What you need to do:
A. Answer these questions using the passage on détente, one answer per line with matching marks:
(i) What single word did Reagan use to describe détente?
(ii) What had Solzhenitsyn formerly been an inhabitant of?
(iii) For whom was it all a "one-way street"?
B. Retype the passage on détente word for word, starting at "As the likes" and ending at "tell the world.".
-- START Provided passage --
As the likes of ex-governor Reagan publicly noted at the time, all of this — Helsinki, détente, “non-intervention,” respect for sovereignty and “territorial integrity” and so-called freedom of thought — was merely a sham, a “one-way street” for the Soviets to continue to hold half of Europe in slavery and export communism around the globe without Western resistance. Worse still, it meant that the West, from Americans to Western Europeans, were complicit, essentially selling their brethren in Eastern Europe down the river. Détente was flatly “immoral,” said Reagan.
Alas, and so said Solzhenitsyn — and then some. As a former inhabitant of the gulag, Solzhenitsyn could criticize these things with a credibility few others possessed. He had survived his persecutors, and lived to tell the world.
-- END Provided passage --
-- START Entries supplied --
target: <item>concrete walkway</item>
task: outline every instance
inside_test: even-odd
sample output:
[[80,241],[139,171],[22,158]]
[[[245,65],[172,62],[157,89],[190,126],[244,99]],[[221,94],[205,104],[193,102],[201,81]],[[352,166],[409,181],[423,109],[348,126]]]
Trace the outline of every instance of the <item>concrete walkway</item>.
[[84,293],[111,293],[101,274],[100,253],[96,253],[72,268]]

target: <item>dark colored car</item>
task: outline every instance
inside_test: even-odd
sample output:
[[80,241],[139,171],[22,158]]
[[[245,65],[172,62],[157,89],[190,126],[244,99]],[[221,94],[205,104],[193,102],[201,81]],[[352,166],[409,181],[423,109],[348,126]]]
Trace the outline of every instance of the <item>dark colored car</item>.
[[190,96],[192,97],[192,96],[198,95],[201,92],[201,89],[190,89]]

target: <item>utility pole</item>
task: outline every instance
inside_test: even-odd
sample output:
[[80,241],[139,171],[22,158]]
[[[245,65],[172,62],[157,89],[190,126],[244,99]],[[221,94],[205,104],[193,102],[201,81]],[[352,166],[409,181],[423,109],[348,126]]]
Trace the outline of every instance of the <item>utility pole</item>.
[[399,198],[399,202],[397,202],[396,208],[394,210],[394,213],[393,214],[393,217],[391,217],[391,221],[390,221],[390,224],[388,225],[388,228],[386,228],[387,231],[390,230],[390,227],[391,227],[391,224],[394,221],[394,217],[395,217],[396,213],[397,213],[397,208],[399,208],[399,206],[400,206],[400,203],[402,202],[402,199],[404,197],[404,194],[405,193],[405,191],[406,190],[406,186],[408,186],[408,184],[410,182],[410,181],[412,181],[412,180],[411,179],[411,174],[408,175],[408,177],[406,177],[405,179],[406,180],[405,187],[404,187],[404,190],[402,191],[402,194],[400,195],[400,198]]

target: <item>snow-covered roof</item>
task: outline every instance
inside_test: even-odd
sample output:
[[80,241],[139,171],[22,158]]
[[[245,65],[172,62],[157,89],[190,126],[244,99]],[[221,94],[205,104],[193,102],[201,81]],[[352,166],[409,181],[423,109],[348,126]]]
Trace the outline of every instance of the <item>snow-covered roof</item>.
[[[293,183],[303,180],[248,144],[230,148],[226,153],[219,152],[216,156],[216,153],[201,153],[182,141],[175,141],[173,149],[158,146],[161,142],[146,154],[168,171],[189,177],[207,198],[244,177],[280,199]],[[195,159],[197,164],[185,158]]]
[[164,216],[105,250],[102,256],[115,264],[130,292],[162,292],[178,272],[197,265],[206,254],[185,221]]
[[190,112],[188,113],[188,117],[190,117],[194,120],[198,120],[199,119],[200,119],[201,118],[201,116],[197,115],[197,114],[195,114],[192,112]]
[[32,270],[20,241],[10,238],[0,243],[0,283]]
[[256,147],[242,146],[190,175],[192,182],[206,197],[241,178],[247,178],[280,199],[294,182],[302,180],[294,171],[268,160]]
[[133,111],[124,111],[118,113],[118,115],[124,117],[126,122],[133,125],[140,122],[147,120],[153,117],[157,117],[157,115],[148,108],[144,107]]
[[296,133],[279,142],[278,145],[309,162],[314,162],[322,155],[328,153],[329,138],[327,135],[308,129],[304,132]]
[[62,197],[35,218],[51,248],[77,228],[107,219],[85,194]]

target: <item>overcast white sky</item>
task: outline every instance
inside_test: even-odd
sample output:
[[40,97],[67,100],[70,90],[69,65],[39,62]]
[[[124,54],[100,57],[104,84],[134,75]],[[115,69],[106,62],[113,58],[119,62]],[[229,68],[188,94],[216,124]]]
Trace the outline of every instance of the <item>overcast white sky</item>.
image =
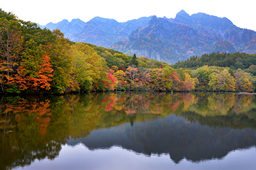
-- END Entries supplied --
Expected outputs:
A.
(i) Immoral
(ii) The gulag
(iii) The Soviets

B.
As the likes of ex-governor Reagan publicly noted at the time, all of this — Helsinki, détente, “non-intervention,” respect for sovereignty and “territorial integrity” and so-called freedom of thought — was merely a sham, a “one-way street” for the Soviets to continue to hold half of Europe in slavery and export communism around the globe without Western resistance. Worse still, it meant that the West, from Americans to Western Europeans, were complicit, essentially selling their brethren in Eastern Europe down the river. Détente was flatly “immoral,” said Reagan.
Alas, and so said Solzhenitsyn — and then some. As a former inhabitant of the gulag, Solzhenitsyn could criticize these things with a credibility few others possessed. He had survived his persecutors, and lived to tell the world.